= Exercise description =
Copy every line of the entries below, requests included, and increase each x and y coordinate in the point answers by 50.

= Extracted material =
"""
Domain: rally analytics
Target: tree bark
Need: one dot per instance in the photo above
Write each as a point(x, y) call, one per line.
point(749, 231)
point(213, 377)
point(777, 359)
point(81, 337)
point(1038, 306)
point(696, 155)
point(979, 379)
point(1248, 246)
"""
= Solution to the exercise =
Domain: rally analytics
Target: tree bark
Need: one dot per instance in the photo above
Write each as a point(x, y) call, one per line.
point(799, 281)
point(263, 427)
point(827, 409)
point(131, 387)
point(1088, 356)
point(746, 205)
point(1029, 429)
point(1298, 296)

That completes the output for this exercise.